[RECORDS SHOWN]
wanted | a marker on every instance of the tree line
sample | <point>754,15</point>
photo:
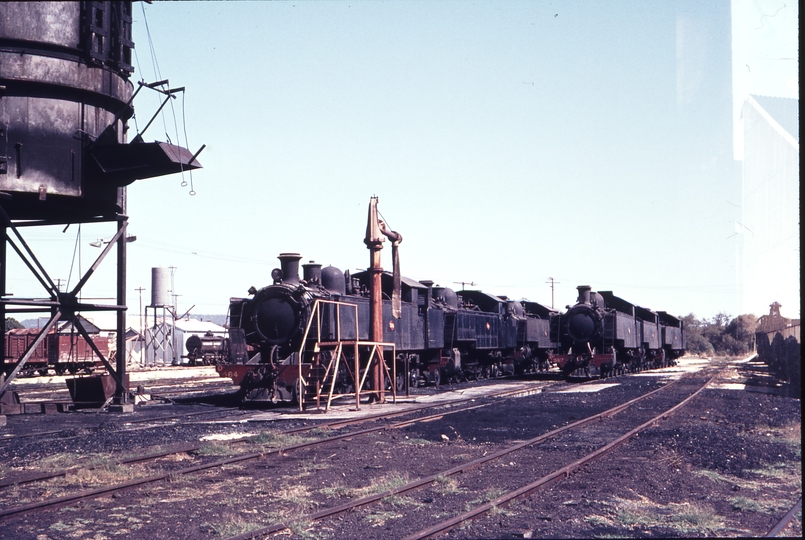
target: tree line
<point>720,335</point>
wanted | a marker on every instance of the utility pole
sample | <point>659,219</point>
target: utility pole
<point>552,282</point>
<point>173,315</point>
<point>140,329</point>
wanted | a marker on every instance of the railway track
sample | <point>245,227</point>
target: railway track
<point>426,481</point>
<point>454,407</point>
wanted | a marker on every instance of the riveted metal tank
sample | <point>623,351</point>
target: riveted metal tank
<point>65,97</point>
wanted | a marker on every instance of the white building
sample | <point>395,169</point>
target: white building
<point>770,206</point>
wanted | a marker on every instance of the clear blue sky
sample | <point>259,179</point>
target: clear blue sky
<point>508,142</point>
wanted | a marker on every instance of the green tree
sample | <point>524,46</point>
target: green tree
<point>740,334</point>
<point>694,334</point>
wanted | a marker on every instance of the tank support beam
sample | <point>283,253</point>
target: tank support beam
<point>64,305</point>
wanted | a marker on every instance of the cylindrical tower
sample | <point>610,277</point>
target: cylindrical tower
<point>65,97</point>
<point>160,287</point>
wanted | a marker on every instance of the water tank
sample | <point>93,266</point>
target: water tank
<point>65,97</point>
<point>160,287</point>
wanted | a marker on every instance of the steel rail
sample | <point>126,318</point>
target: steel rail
<point>783,523</point>
<point>97,492</point>
<point>328,512</point>
<point>564,472</point>
<point>195,446</point>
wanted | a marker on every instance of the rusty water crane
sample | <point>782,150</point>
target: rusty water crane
<point>376,230</point>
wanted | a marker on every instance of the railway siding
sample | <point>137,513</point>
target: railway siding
<point>654,483</point>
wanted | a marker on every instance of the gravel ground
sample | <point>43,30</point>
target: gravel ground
<point>726,465</point>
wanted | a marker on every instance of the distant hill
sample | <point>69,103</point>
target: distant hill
<point>217,319</point>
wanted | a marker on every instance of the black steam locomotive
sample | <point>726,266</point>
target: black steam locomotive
<point>609,335</point>
<point>440,335</point>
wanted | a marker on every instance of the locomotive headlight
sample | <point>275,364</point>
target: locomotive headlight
<point>583,324</point>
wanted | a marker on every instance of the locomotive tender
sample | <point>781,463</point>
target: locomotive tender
<point>610,335</point>
<point>440,335</point>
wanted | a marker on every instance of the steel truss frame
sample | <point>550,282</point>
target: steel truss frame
<point>64,305</point>
<point>337,356</point>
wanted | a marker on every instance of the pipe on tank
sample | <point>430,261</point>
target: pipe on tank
<point>311,272</point>
<point>289,263</point>
<point>584,294</point>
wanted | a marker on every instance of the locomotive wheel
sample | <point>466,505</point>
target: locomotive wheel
<point>413,378</point>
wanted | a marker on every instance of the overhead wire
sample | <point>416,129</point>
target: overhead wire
<point>158,74</point>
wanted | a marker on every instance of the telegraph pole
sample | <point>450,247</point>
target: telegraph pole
<point>552,282</point>
<point>140,329</point>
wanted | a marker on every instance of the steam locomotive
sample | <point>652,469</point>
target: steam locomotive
<point>440,334</point>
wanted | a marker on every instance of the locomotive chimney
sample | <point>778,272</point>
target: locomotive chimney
<point>584,294</point>
<point>289,262</point>
<point>312,272</point>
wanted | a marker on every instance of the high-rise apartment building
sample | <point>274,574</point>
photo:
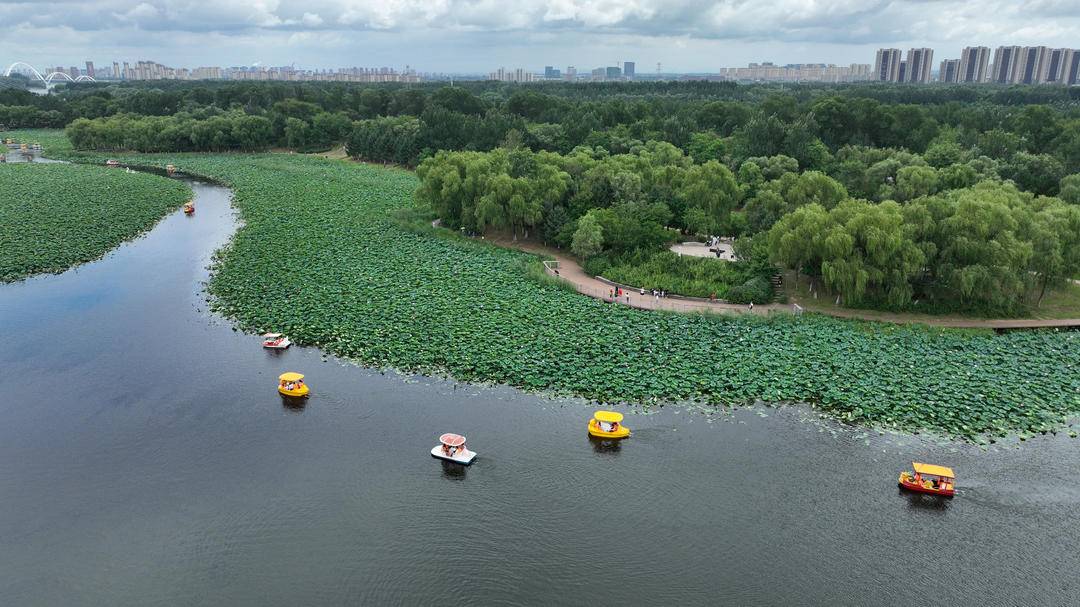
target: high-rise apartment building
<point>887,65</point>
<point>1006,61</point>
<point>949,70</point>
<point>1057,63</point>
<point>919,62</point>
<point>516,75</point>
<point>1070,73</point>
<point>973,62</point>
<point>1031,68</point>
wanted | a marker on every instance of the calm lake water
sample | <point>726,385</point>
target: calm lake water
<point>147,459</point>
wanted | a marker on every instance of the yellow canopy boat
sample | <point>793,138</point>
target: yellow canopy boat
<point>607,425</point>
<point>292,385</point>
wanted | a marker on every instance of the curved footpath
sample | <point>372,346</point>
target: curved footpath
<point>570,271</point>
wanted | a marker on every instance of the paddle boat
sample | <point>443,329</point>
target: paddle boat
<point>292,385</point>
<point>929,479</point>
<point>451,447</point>
<point>275,341</point>
<point>607,425</point>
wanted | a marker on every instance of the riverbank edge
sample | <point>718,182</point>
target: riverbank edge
<point>839,416</point>
<point>143,230</point>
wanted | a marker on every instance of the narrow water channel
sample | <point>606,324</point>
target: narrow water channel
<point>147,459</point>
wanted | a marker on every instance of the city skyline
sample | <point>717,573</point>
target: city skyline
<point>457,37</point>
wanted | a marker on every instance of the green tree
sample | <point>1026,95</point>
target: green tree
<point>1070,189</point>
<point>589,237</point>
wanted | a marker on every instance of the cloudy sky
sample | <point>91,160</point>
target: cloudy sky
<point>477,36</point>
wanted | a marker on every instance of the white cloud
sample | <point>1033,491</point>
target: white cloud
<point>455,32</point>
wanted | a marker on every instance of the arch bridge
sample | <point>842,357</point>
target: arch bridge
<point>46,79</point>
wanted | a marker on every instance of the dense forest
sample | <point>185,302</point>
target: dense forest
<point>944,198</point>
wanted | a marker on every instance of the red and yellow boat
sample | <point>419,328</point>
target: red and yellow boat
<point>607,425</point>
<point>929,479</point>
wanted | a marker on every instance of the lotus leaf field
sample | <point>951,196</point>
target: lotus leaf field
<point>54,216</point>
<point>319,258</point>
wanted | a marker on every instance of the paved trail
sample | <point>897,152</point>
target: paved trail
<point>569,270</point>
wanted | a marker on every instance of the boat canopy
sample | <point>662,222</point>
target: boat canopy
<point>451,440</point>
<point>610,417</point>
<point>933,470</point>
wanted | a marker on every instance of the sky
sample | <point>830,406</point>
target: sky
<point>480,36</point>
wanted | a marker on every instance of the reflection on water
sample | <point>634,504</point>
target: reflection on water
<point>453,470</point>
<point>293,404</point>
<point>606,446</point>
<point>937,504</point>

[INSTRUCTIONS TO FOLLOW]
In the copy, include all records verbatim but no images.

[SOLUTION]
wanted | a marker on every instance of the tree line
sample | <point>754,15</point>
photo:
target: tree line
<point>720,335</point>
wanted | a marker on every instance of the utility pole
sample | <point>659,219</point>
target: utility pole
<point>552,282</point>
<point>173,315</point>
<point>140,329</point>
wanted | a marker on every instance of the railway track
sample | <point>245,227</point>
target: railway track
<point>426,481</point>
<point>454,407</point>
wanted | a marker on every instance of the riveted metal tank
sample | <point>623,351</point>
target: riveted metal tank
<point>65,97</point>
wanted | a marker on every instance of the white building
sample | <point>395,169</point>
target: white building
<point>770,206</point>
wanted | a marker on every instance of the clear blue sky
sample | <point>259,179</point>
target: clear blue sky
<point>508,142</point>
wanted | a marker on every instance of the green tree
sample | <point>524,46</point>
target: green tree
<point>740,334</point>
<point>694,334</point>
wanted | a marker on every instance of the tank support beam
sample | <point>283,253</point>
target: tank support beam
<point>64,305</point>
wanted | a marker on every instance of the cylindrical tower
sample | <point>610,277</point>
target: cylindrical tower
<point>65,97</point>
<point>160,287</point>
wanted | a marker on every instance of the water tank
sample | <point>93,266</point>
target: water tank
<point>65,97</point>
<point>160,287</point>
wanted | a marker on every instance of the steel rail
sample | <point>126,318</point>
target: steel rail
<point>783,523</point>
<point>97,492</point>
<point>328,512</point>
<point>564,472</point>
<point>195,446</point>
wanted | a marker on every instance of the rusty water crane
sample | <point>782,150</point>
target: rusty water crane
<point>376,230</point>
wanted | a marker on every instance of the railway siding
sample | <point>137,513</point>
target: railway siding
<point>654,483</point>
wanted | a marker on every instance of the gravel ground
sample | <point>43,30</point>
target: gravel ground
<point>726,465</point>
wanted | a marker on every instance of the distant hill
sample | <point>69,103</point>
target: distant hill
<point>217,319</point>
wanted | a marker on every instance of the black steam locomotive
sample | <point>726,266</point>
target: black steam locomotive
<point>609,335</point>
<point>440,335</point>
wanted | a marker on every instance of the locomotive headlight
sample | <point>275,364</point>
target: locomotive headlight
<point>583,324</point>
wanted | a marker on every instance of the locomotive tender
sample | <point>781,463</point>
target: locomotive tender
<point>610,335</point>
<point>440,335</point>
wanted | a marker on every instance of the steel truss frame
sample | <point>550,282</point>
target: steel truss frame
<point>64,305</point>
<point>337,356</point>
wanted | a marker on every instance of the pipe on tank
sample | <point>430,261</point>
target: pipe on tank
<point>311,272</point>
<point>289,263</point>
<point>584,294</point>
wanted | a marker on every instance of the locomotive wheel
sample | <point>466,505</point>
target: locomotive wheel
<point>413,378</point>
wanted | a marker on every instance of the overhead wire
sample | <point>416,129</point>
target: overhead wire
<point>158,74</point>
wanted | a marker on every instance of the telegraph pole
sample | <point>450,247</point>
target: telegraph pole
<point>552,282</point>
<point>140,329</point>
wanted | a marker on every instance of the steam locomotive
sample | <point>652,469</point>
target: steam locomotive
<point>440,334</point>
wanted | a marker on every instance of the locomotive chimney
sample | <point>778,272</point>
target: locomotive chimney
<point>584,294</point>
<point>289,262</point>
<point>312,272</point>
wanted | a marker on every instance of the high-rise apartment building
sample | <point>274,574</point>
photo:
target: high-rise apartment building
<point>887,65</point>
<point>1006,61</point>
<point>949,70</point>
<point>1057,63</point>
<point>919,62</point>
<point>516,75</point>
<point>1070,73</point>
<point>973,62</point>
<point>1031,68</point>
wanted | a marker on every instance of the calm lake water
sample | <point>726,385</point>
target: calm lake water
<point>147,459</point>
wanted | a marker on every instance of the yellow canopy boat
sample | <point>793,138</point>
target: yellow canopy boat
<point>607,425</point>
<point>292,385</point>
wanted | a marker on every instance of the curved footpath
sample | <point>372,346</point>
target: curved footpath
<point>570,271</point>
wanted | a marker on every instance of the paddle boat
sample | <point>443,329</point>
target: paddle boat
<point>292,385</point>
<point>929,479</point>
<point>451,447</point>
<point>275,341</point>
<point>607,425</point>
wanted | a marker on every instance of the riverbank edge
sample | <point>718,182</point>
target: riverbank edge
<point>839,416</point>
<point>143,230</point>
wanted | a marker on every instance of the narrow water channel
sample | <point>606,324</point>
target: narrow water channel
<point>147,459</point>
wanted | a marker on every instance of the city skyline
sample | <point>717,573</point>
target: city skyline
<point>457,37</point>
wanted | a marker on every instance of the green tree
sample | <point>1026,95</point>
target: green tree
<point>1070,189</point>
<point>589,237</point>
wanted | a marker on every instance of the cloudy sky
sample | <point>91,160</point>
target: cloudy sky
<point>477,36</point>
wanted | a marker on every instance of the white cloud
sample | <point>1033,491</point>
target: white cloud
<point>455,32</point>
wanted | a marker on every instance of the arch bridge
sample | <point>842,357</point>
target: arch bridge
<point>46,79</point>
wanted | a marker on every instance of the dense forest
sample | <point>185,302</point>
target: dense forest
<point>944,198</point>
wanted | a marker on every instance of the red and yellow boat
sample | <point>419,328</point>
target: red and yellow boat
<point>607,425</point>
<point>929,479</point>
wanted | a marker on every instance of the lotus leaf field
sample | <point>951,196</point>
target: lotus leaf field
<point>54,216</point>
<point>319,258</point>
wanted | a marker on every instance of the paved trail
sample | <point>897,152</point>
target: paved trail
<point>569,270</point>
wanted | a marker on every instance of the boat canopy
sample | <point>662,222</point>
target: boat canopy
<point>451,440</point>
<point>610,417</point>
<point>933,470</point>
wanted | a marker on every instance of the sky
sample | <point>830,406</point>
target: sky
<point>480,36</point>
wanted | a marker on every instance of the reflection on water
sample | <point>634,504</point>
target: reflection on water
<point>453,470</point>
<point>293,404</point>
<point>606,446</point>
<point>937,504</point>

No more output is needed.